┌──

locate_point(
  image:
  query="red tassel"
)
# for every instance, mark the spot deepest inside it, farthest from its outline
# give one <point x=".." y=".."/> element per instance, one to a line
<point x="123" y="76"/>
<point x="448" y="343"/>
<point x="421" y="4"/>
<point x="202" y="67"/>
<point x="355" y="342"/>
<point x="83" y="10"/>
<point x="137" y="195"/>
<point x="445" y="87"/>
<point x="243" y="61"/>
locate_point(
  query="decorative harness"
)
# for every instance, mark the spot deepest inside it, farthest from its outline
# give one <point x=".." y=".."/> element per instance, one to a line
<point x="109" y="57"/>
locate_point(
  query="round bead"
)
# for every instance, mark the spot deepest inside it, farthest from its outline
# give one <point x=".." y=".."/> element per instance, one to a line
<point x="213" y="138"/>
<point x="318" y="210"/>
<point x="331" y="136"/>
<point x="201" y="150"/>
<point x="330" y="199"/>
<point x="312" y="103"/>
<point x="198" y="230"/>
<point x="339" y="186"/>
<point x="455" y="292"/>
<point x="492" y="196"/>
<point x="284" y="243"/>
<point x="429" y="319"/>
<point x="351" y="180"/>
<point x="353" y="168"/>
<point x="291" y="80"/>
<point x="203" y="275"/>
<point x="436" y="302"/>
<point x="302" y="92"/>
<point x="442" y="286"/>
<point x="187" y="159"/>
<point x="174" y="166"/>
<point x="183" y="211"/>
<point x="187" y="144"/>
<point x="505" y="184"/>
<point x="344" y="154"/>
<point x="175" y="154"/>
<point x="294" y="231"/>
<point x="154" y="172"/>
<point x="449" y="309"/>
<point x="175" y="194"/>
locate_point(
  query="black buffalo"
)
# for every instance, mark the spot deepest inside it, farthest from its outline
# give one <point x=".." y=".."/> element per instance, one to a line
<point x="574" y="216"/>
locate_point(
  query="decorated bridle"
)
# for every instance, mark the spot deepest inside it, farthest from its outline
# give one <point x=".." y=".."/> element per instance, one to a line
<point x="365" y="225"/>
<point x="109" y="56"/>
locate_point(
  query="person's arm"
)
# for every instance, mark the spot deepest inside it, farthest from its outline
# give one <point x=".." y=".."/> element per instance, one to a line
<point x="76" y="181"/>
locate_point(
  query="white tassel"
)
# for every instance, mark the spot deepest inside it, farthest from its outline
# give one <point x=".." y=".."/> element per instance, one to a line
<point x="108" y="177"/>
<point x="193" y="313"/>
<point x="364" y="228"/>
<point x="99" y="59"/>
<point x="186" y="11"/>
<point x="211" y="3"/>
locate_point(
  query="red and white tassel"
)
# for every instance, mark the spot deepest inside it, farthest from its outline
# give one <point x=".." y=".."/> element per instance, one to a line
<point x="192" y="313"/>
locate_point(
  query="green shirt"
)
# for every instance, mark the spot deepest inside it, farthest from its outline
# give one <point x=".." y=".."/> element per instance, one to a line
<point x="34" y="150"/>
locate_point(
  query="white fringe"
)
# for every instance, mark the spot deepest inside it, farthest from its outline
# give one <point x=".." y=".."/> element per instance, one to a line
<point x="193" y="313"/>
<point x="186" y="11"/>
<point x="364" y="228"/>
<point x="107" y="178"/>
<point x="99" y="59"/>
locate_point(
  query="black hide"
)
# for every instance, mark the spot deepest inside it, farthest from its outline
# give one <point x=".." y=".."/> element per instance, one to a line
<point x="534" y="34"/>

└──

• Work to be completed: Copy all lines above containing the string "query".

• Exercise answer:
  query="red tassel"
  query="decorative harness"
  query="round bead"
  query="black buffalo"
  query="decorated bridle"
  query="person's arm"
  query="white tassel"
  query="red and white tassel"
  query="green shirt"
  query="white fringe"
  query="black hide"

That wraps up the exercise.